WORK INSTRUCTIONS:
At the line that includes "Target: wooden market stall", begin writing out the entries below exactly, and continue through the last line without adding anything.
(GIVEN RECORDS begins)
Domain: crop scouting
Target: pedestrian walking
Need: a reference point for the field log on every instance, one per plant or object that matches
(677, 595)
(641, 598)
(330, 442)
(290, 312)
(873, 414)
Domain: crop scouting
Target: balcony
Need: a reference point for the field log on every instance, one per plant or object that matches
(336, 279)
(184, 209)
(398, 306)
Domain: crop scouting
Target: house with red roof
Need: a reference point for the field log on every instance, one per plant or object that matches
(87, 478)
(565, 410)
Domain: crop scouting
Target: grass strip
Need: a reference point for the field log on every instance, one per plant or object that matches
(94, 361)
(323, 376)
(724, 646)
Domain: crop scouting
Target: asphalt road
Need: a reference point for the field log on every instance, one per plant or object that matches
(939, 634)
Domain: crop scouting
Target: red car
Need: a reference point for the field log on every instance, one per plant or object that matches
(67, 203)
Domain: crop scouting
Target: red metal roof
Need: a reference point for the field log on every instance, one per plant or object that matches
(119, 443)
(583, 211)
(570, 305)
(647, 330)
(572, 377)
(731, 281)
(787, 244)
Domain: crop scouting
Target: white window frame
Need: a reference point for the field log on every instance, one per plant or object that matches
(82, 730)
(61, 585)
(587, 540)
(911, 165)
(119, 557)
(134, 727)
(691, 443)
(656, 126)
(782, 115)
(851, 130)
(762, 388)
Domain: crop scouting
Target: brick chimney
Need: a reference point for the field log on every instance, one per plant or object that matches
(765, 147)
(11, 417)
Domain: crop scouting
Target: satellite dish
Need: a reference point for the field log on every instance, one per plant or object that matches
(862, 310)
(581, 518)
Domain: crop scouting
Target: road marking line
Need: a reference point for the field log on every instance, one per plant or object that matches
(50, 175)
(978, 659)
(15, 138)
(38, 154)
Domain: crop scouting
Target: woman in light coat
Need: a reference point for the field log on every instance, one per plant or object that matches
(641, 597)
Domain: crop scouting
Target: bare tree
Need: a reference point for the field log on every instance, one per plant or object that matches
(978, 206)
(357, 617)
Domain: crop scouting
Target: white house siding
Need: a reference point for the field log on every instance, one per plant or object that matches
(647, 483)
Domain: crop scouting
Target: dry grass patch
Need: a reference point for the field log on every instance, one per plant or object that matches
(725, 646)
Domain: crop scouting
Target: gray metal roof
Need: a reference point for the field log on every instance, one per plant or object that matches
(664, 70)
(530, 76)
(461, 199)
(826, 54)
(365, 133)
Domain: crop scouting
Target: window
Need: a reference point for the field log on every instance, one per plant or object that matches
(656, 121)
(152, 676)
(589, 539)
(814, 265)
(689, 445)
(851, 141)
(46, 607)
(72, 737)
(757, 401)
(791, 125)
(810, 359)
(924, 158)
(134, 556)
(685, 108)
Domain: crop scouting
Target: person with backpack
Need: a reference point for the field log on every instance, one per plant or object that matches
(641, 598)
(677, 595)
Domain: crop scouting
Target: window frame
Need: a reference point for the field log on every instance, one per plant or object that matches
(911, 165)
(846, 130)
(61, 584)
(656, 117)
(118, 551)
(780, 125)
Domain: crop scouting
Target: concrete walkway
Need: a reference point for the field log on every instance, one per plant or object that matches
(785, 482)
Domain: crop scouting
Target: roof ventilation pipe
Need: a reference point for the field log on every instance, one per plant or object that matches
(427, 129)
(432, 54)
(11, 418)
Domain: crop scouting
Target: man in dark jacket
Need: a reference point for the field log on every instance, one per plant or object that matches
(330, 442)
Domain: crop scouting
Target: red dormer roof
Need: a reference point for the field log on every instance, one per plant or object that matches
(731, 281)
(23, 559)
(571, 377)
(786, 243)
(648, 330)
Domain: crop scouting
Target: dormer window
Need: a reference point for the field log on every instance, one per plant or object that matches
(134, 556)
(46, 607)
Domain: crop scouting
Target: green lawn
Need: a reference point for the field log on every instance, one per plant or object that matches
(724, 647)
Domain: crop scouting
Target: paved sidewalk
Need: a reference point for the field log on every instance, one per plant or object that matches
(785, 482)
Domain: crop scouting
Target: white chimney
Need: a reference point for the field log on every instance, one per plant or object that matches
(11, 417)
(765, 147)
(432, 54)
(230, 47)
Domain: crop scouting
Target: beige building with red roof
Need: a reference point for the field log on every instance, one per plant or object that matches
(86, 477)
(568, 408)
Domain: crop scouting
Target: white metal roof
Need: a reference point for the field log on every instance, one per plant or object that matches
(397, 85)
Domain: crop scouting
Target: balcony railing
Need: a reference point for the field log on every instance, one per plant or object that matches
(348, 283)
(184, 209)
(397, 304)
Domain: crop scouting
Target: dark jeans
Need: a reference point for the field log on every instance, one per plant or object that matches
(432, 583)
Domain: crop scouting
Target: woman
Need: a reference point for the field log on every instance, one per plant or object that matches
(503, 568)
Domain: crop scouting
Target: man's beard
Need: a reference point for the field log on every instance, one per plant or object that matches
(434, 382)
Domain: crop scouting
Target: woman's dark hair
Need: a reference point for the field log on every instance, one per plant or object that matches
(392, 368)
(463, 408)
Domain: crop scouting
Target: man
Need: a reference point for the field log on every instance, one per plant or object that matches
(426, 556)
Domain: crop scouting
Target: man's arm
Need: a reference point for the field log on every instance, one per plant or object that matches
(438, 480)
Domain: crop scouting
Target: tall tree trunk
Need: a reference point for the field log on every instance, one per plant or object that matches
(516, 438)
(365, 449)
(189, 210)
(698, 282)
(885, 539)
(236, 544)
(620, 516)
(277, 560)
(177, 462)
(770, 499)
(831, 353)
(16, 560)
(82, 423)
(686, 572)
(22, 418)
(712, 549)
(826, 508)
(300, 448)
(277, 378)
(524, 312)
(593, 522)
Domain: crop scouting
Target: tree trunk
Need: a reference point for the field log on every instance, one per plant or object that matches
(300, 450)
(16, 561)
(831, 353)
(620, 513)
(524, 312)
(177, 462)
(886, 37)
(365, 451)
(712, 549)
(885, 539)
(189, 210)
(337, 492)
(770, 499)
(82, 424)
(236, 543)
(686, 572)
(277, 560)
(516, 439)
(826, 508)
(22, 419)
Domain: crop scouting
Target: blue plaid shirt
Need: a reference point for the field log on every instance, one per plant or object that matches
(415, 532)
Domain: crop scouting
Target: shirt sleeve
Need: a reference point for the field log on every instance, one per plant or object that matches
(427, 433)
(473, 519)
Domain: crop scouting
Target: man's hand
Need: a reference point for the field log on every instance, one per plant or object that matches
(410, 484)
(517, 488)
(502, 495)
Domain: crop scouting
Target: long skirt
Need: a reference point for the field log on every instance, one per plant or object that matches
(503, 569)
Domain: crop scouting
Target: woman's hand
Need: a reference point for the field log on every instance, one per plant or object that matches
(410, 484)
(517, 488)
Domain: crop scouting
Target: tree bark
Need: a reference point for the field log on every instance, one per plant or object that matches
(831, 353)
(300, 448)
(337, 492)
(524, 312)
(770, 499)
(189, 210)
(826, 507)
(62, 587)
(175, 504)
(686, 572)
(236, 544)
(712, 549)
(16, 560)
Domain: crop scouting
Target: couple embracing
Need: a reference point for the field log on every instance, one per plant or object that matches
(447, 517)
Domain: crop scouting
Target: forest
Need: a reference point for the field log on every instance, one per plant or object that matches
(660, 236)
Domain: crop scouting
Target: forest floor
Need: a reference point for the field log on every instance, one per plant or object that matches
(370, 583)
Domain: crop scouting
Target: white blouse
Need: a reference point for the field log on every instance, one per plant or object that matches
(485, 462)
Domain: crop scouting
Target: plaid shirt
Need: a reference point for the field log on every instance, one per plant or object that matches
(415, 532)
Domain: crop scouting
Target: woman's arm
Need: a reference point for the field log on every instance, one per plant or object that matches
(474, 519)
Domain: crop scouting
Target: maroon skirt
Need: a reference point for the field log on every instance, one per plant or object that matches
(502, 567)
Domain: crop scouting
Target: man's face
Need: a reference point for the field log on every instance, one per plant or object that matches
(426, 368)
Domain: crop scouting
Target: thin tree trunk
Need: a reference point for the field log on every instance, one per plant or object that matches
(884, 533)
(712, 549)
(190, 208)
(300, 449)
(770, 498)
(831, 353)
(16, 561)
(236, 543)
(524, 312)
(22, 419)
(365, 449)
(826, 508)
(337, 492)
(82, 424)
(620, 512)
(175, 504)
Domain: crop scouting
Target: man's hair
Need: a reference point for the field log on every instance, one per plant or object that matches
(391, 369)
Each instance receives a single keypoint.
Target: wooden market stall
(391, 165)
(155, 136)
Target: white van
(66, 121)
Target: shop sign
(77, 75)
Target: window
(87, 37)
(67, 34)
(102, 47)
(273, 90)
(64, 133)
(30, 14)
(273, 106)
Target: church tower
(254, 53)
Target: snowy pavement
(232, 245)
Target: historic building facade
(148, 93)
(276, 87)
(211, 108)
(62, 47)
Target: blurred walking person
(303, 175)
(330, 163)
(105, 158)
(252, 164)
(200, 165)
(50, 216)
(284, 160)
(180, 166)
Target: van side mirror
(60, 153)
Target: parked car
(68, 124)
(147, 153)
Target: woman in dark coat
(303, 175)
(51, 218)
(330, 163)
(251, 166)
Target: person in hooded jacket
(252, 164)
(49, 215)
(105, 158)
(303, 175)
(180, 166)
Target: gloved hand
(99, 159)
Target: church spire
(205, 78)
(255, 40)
(GIVEN RECORDS ends)
SOLVED EXERCISE:
Target: wooden market stall
(391, 165)
(155, 136)
Target: white van
(66, 121)
Target: shop sign
(77, 75)
Target: window
(87, 37)
(67, 34)
(102, 47)
(273, 90)
(64, 133)
(30, 14)
(273, 106)
Target: church tower
(254, 53)
Target: snowy pavement
(232, 245)
Target: historic building facade
(148, 93)
(276, 87)
(211, 108)
(62, 47)
Target: blurred walking person
(303, 175)
(330, 163)
(105, 158)
(252, 164)
(200, 165)
(50, 216)
(284, 160)
(180, 166)
Target: van side mirror
(60, 153)
Target: parked car
(68, 124)
(147, 153)
Target: woman in dark coat
(303, 175)
(51, 218)
(330, 163)
(251, 166)
Target: person in hooded jacket
(252, 164)
(49, 215)
(105, 158)
(303, 175)
(180, 166)
Target: gloved hand
(99, 159)
Target: church spire
(205, 78)
(255, 40)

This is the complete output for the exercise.